((
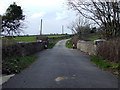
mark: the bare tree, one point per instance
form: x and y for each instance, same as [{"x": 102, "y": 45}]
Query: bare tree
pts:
[{"x": 105, "y": 13}]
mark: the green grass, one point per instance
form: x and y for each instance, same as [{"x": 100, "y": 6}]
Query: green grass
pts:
[
  {"x": 100, "y": 62},
  {"x": 68, "y": 44},
  {"x": 93, "y": 37},
  {"x": 17, "y": 64},
  {"x": 104, "y": 64}
]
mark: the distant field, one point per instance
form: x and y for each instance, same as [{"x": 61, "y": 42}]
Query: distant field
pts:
[{"x": 29, "y": 38}]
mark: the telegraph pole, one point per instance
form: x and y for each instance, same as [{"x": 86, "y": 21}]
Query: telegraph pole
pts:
[
  {"x": 62, "y": 29},
  {"x": 41, "y": 28}
]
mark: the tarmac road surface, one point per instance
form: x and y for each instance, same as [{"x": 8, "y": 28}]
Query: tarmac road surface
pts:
[{"x": 61, "y": 67}]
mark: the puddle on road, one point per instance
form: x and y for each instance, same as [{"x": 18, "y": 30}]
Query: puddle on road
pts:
[{"x": 58, "y": 79}]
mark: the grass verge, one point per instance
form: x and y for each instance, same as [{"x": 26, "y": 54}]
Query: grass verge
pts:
[
  {"x": 52, "y": 43},
  {"x": 110, "y": 66},
  {"x": 68, "y": 44},
  {"x": 17, "y": 64}
]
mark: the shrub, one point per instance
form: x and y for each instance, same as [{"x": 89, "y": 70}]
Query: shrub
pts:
[{"x": 110, "y": 50}]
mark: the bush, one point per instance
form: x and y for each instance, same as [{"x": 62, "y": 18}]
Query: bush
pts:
[{"x": 110, "y": 50}]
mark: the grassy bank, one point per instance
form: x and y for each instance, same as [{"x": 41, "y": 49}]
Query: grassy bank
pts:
[
  {"x": 100, "y": 62},
  {"x": 68, "y": 44},
  {"x": 16, "y": 65}
]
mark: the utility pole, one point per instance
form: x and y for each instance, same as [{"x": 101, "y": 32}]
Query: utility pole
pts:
[
  {"x": 41, "y": 28},
  {"x": 62, "y": 29}
]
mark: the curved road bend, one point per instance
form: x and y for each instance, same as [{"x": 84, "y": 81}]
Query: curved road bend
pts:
[{"x": 61, "y": 67}]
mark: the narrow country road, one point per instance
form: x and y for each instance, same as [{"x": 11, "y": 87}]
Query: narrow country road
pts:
[{"x": 61, "y": 67}]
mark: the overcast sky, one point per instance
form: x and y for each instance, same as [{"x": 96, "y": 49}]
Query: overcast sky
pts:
[{"x": 53, "y": 12}]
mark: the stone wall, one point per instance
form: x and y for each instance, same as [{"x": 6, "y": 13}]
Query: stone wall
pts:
[
  {"x": 87, "y": 47},
  {"x": 21, "y": 49}
]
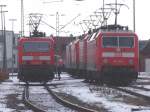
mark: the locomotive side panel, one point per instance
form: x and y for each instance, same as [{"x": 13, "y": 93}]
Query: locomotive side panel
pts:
[{"x": 36, "y": 59}]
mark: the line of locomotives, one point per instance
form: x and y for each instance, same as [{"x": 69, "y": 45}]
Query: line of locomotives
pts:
[
  {"x": 36, "y": 59},
  {"x": 109, "y": 55}
]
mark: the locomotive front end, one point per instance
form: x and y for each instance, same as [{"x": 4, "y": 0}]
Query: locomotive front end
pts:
[
  {"x": 36, "y": 60},
  {"x": 119, "y": 54}
]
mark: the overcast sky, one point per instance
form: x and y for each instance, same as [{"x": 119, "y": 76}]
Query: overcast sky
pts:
[{"x": 71, "y": 9}]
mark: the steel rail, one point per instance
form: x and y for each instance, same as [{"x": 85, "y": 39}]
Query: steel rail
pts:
[
  {"x": 67, "y": 103},
  {"x": 147, "y": 98},
  {"x": 28, "y": 103}
]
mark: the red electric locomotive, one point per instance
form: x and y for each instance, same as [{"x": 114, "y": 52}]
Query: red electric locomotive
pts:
[
  {"x": 36, "y": 59},
  {"x": 108, "y": 55}
]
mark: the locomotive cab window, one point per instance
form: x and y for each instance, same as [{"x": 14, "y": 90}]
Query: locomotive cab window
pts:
[
  {"x": 36, "y": 47},
  {"x": 126, "y": 42}
]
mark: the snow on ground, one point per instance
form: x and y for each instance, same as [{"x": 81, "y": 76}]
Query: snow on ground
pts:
[{"x": 83, "y": 93}]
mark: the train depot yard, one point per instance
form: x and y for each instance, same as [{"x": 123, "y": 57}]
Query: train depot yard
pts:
[
  {"x": 93, "y": 97},
  {"x": 98, "y": 65}
]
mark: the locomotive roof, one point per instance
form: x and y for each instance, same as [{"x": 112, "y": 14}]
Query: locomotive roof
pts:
[{"x": 35, "y": 38}]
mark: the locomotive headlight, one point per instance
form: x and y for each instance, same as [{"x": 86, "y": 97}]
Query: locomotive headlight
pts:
[{"x": 131, "y": 61}]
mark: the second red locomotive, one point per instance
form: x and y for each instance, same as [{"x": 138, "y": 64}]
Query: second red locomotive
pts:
[
  {"x": 108, "y": 55},
  {"x": 36, "y": 59}
]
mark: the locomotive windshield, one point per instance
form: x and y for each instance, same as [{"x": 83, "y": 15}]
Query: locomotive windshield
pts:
[
  {"x": 118, "y": 42},
  {"x": 36, "y": 47}
]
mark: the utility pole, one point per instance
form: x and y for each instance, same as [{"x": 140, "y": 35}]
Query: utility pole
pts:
[
  {"x": 134, "y": 15},
  {"x": 22, "y": 18},
  {"x": 4, "y": 38},
  {"x": 13, "y": 37}
]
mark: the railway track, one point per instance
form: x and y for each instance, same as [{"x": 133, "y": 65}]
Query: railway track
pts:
[
  {"x": 28, "y": 103},
  {"x": 140, "y": 92},
  {"x": 73, "y": 107}
]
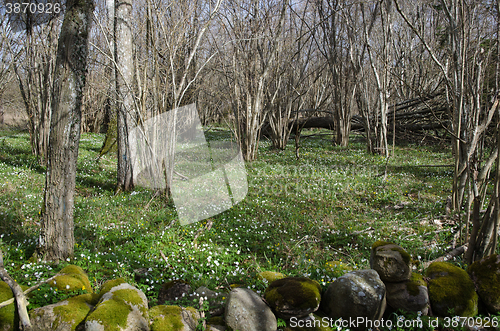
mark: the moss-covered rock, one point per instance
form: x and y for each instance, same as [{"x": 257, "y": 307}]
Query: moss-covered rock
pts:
[
  {"x": 293, "y": 296},
  {"x": 411, "y": 295},
  {"x": 356, "y": 294},
  {"x": 121, "y": 307},
  {"x": 71, "y": 278},
  {"x": 451, "y": 291},
  {"x": 312, "y": 322},
  {"x": 485, "y": 274},
  {"x": 270, "y": 276},
  {"x": 245, "y": 311},
  {"x": 391, "y": 261},
  {"x": 173, "y": 318},
  {"x": 64, "y": 315},
  {"x": 173, "y": 291},
  {"x": 215, "y": 300},
  {"x": 337, "y": 268}
]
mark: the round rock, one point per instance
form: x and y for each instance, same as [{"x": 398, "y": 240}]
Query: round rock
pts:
[
  {"x": 391, "y": 261},
  {"x": 356, "y": 294},
  {"x": 293, "y": 296}
]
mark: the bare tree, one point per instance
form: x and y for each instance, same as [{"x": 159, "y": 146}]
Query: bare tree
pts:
[
  {"x": 126, "y": 109},
  {"x": 335, "y": 44},
  {"x": 34, "y": 65},
  {"x": 254, "y": 29},
  {"x": 56, "y": 240},
  {"x": 464, "y": 65}
]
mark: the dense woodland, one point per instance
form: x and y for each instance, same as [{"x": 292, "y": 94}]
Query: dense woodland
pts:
[{"x": 390, "y": 69}]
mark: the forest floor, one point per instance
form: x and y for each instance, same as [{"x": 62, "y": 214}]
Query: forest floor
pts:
[{"x": 332, "y": 204}]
))
Reproduce the lines of the entries from the one containing "mark: the round rock, one point per instance" through the end of the entries, both ends included. Switch "bare tree" to "leafless tree" and leave everything else unchanged.

# ANSWER IN FULL
mark: the round rock, one point per instance
form: x and y for each instance, same as [{"x": 398, "y": 240}]
Query: round rock
pts:
[
  {"x": 391, "y": 261},
  {"x": 356, "y": 294},
  {"x": 293, "y": 296}
]
mark: the leafless tree, one point per instance
form: x and y for each instance, same as [{"x": 159, "y": 146}]
Query: leafless tree
pts:
[
  {"x": 126, "y": 109},
  {"x": 335, "y": 44},
  {"x": 34, "y": 65},
  {"x": 254, "y": 29},
  {"x": 56, "y": 240},
  {"x": 464, "y": 65}
]
mark: the dense woodland, one point per instance
form: x and y for each instance, same as [{"x": 292, "y": 94}]
Query: dense woodland
pts:
[{"x": 390, "y": 69}]
mark: the forest floor, one point per instance
form: x and y for each instance, same as [{"x": 62, "y": 214}]
Query: forest floor
pts:
[{"x": 332, "y": 204}]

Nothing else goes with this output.